— Selected text —
The yard is shaded with poinsettia and oleander trees, frangipani and citrus. "Do you like grapefruit?" Harry said, pulling down one of brilliant color. "We will pick some for our breakfasts in camp." He was an attentive host, hopping up and down to replenish the cashews or pour another drink as we sat on the terrace to watch the sun splash through the acacia trees and into the swamp. For himself, it was always Coke. An ulcer put him on the wagon seven years ago and he stayed there.

Except for the huge carcass of a Kodiak bear Harry had shot in Alaska and laid out on the veranda floor, the place is missing the horns and heads you would expect in a great white hunter's house. Harry said he was never much for collecting. "Can you imagine sitting down to dinner and having those bloody things staring you in the face?" He said the good ones he had bagged in East Africa had been passed on for safekeeping to an American friend, John Mecom. Mecom owns the New Orleans Saints of the National Football League. He is one of Selby's regular clients. Others have been Walter O'Malley, Lauritz Melchior, the Maharaja of Jaipur, Prince Stanislaus Radziwill and ex-President Alemàn of Mexico. Mecom has been trying to talk Harry across the Atlantic to run a game farm in Texas. Harry has been to Texas.

The Selbys are four of the 60 whites who live in Maun. Harry married the tiny blond Miki during the Mau Mau emergency in Kenya. She was a stewardess for South African Airways when they met in Nairobi. There are two children—Mark, 13, a skinny big-eyed lad who just the week before had shot his first elephant, and Gail, 8, a tomboy who was growing a couple of teeth to fill a vacancy in front.

"Why Botswana?" I asked him as he circled again with the cashews.

"Well, in the first place, Donald Ker and Sid Downey knew its potential, and we couldn't just send anybody. We had to send a director. I was not averse to moving south." He sat down and crossed his legs and put a handful of nuts in his mouth. "I quite liked the idea, in fact. I had begun to think that there was not a whole lot of future in Kenya. The game was getting scarcer, and they had closed the Northern Frontier to hunting. Started controlling the tsetse fly and opening it up for farming. You eradicate the tsetse fly and the African moves in with his cattle, and the game goes. It would be wrong to say hunting is no longer good there, because it is good. Clients are being satisfied. But the game in East Africa has been under great pressure for the last 25, 26 years. For example, there are very few places you can still hunt rhino. People just have to accept it—you can't or won't get certain animals. On my first safari in 1946 we turned up 18 lions before we shot one. It wasn't being blasé. It was just what everyone did. You shopped around and picked the one you wanted. We do it here if we're looking for a good impala head. Lions used to be classified as vermin in East Africa and you shot all you wanted. Now they're on an expensive special license.

— Dataset excerpt —

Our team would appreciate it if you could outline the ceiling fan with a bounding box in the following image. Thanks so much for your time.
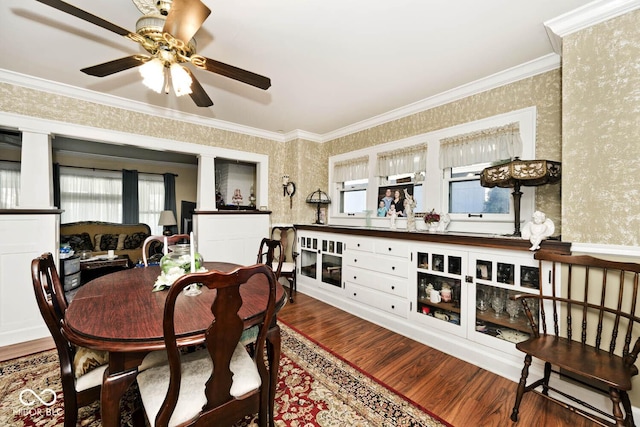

— Direction A —
In the piece about hunter Harry Selby, what job did Miki have when she met Harry in Nairobi?
— Direction B —
Pick up the account of hunter Harry Selby right after its final sentence and carry it forward.

— Expected output A —
She was a stewardess for South African Airways.

— Expected output B —
"I do miss Kenya, of course. It is a beautiful country, with its mountains and its great plains, and, of course, it is home. The country here, for the most part, is so flat you see a 20-foot rise and your ears pop. Still, it has its beauty, and we were fortunate in our transition that there was not a great change. Life is very similar. There is certainly no social life. If Miki missed that she would go absolutely mad, but she does not. She likes the bush. For someone dependent on others, Maun would be a disaster. We get by because we are self-sufficient. We make our own bricks from natural sand. I absolutely love carpentry and mechanics. I am happy breaking down an engine, grease to my elbows.

"The best thing about it is we see each other far more than we did in East Africa. We do not have those tremendous distances separating us. In Kenya sometimes, and in Tanganyika, a safari might be 1,700, 1,800 miles away, sometimes four days' traveling time. You might just as well be on the other side of the bloody world."

"Then you weren't thrown out of Kenya?"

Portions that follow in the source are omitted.